What to work on
Extend the feature on real estate fund managers' fundraising, picking up after its final paragraph and carrying it forward in the same reporting style. Leave the entries that follow the feature untouched.

Provided passage
---------------

FEATURE: Capital building – tales from the fundraising trail

Whether it’s down to a history of smart buys or smart sales, investors in 2009 looked to fund managers’ track record before committing to real estate vehicles. Jonathan Brasse, Zoe Hughes and Robin Marriott spoke to three GPs about their recent fund closes to discover the secrets of their success. PERE Magazine, April 2010 issue.


Fundraising has been a fickle beast over the past few years. From private equity real estate fund managers securing a record-breaking $85.2 billion of investor commitments in 2007 for value-added and opportunistic strategies, to just a handful of GPs closing a scattering of vehicles last year with total commitments amounting to little more than $30 billion, capital raising has proved a tumultuous activity for all concerned.

PERE took a look at the challenges that faced – and are still facing – managers on the global fundraising trail, and asks what is likely to change tomorrow. A research paper by Zurich-based asset management and advisory firm Strategic Capital Management shows LPs have already pushed their fund sponsors on numerous terms, not least management fees and the waterfall provision. In predicting where terms and conditions could change in the future, SCM notes that limited partners will toughen the language relating to key man provisions, GP co-investment and no fault removal clauses.

---------------

Data excerpts
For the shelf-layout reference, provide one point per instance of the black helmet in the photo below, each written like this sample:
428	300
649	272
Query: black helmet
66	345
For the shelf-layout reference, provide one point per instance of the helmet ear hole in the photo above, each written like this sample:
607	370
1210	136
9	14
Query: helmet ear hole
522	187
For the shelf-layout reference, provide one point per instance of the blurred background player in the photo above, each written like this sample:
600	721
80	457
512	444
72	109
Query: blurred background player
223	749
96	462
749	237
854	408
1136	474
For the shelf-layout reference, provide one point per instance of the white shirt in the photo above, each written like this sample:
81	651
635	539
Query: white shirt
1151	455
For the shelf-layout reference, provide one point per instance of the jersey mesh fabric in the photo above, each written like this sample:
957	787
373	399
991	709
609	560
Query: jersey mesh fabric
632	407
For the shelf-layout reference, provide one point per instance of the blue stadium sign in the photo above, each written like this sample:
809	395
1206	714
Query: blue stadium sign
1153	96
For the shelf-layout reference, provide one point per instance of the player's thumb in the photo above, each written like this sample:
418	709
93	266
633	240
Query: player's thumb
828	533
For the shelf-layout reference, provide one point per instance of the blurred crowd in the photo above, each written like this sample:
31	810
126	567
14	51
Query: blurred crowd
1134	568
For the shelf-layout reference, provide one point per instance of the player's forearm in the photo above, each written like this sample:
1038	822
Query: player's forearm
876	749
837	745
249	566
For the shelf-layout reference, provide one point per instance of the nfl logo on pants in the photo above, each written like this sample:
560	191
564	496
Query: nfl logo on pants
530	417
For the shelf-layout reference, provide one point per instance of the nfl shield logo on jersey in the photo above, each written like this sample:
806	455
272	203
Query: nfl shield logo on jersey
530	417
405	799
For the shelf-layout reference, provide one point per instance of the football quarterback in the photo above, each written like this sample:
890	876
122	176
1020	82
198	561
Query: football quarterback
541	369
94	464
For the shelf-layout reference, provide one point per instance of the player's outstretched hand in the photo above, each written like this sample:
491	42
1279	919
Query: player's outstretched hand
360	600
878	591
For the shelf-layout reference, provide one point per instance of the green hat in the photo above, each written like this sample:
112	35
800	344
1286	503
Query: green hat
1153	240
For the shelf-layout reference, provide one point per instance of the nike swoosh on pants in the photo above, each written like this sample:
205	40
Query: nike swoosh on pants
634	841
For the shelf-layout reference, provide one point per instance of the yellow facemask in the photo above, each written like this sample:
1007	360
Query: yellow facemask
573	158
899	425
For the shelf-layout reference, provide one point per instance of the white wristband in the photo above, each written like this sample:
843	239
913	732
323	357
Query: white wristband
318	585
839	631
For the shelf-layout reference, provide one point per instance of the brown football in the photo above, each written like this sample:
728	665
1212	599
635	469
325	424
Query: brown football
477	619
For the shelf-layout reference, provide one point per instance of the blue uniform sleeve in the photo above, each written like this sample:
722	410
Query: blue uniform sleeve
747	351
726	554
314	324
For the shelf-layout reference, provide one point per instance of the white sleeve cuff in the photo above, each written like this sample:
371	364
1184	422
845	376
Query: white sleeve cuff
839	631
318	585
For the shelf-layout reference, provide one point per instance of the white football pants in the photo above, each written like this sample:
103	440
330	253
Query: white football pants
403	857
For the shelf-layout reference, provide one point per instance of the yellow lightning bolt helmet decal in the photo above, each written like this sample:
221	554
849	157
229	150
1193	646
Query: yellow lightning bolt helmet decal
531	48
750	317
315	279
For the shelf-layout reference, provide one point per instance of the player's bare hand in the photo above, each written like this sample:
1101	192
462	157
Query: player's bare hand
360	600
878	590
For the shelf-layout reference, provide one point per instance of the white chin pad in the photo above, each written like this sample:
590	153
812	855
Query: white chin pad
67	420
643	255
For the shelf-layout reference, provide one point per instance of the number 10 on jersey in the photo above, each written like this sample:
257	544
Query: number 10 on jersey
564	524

---------------

Result
Before marching forward though, it’s important to take a look at where the industry has just come from. Speaking to three fund managers in the US, Europe and Asia who closed commingled real estate funds, PERE provides an insight into how some firms succeeded where so many others had failed.

Of course there are nuances in the success stories of our three examples, which include The JBG Companies’ JBG Fund VII, Orion Capital Managers’ Orion European Real Estate Fund III and CLSA Capital Partners’ Fudo Capital II. But of the commonalities between the three funds, a track record of wise investment judgments was a leading factor in attracting repeat and new commitments. Whether it was wise buying, in the case of JBG, or wise selling, in the cases of Orion and CLSA, the ability to get the timing right has proved to be of paramount importance to investors.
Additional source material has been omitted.